Written task
Copy out every one of the rows below word for word, leaving out the pictures.

┌────────

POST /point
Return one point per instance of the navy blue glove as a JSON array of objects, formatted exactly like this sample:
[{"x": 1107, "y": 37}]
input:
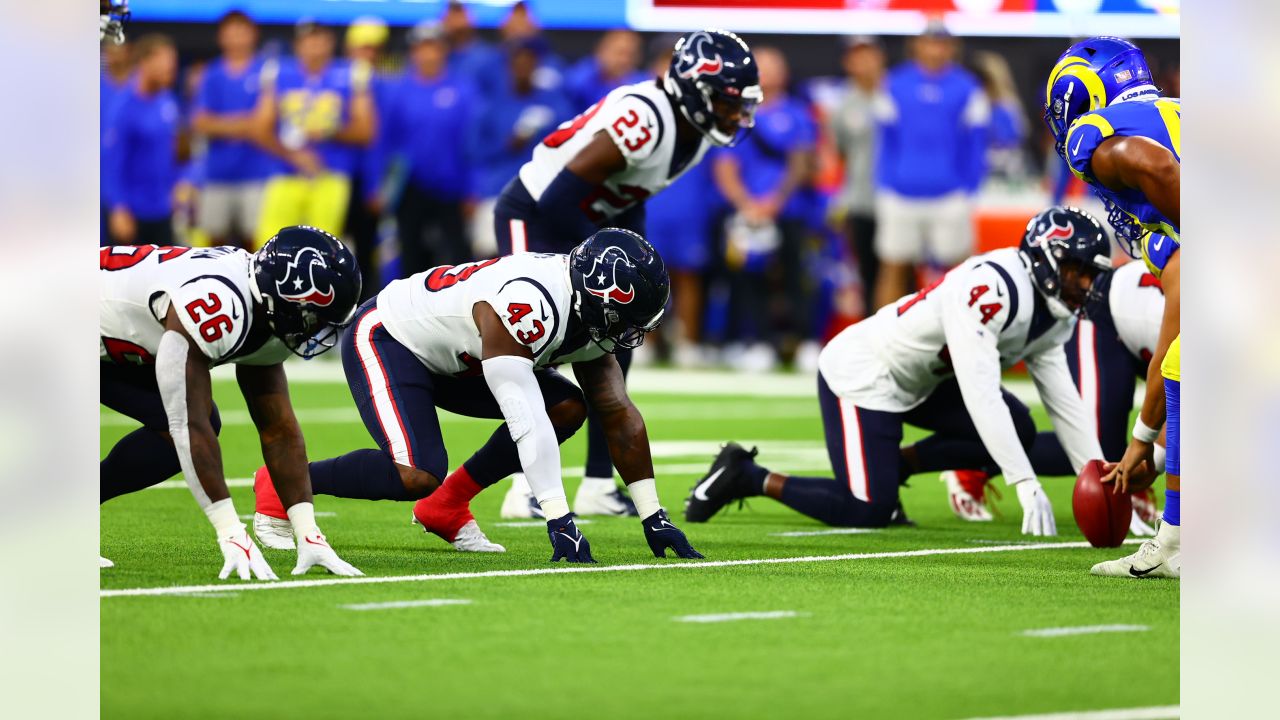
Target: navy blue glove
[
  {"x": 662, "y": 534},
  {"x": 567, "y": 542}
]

└────────

Answer to this task
POST /point
Return one point per instance of the navy blue glove as a JSON array of objects, formatted exactly like this sample:
[{"x": 1107, "y": 37}]
input:
Target: navy blue glove
[
  {"x": 662, "y": 534},
  {"x": 567, "y": 542}
]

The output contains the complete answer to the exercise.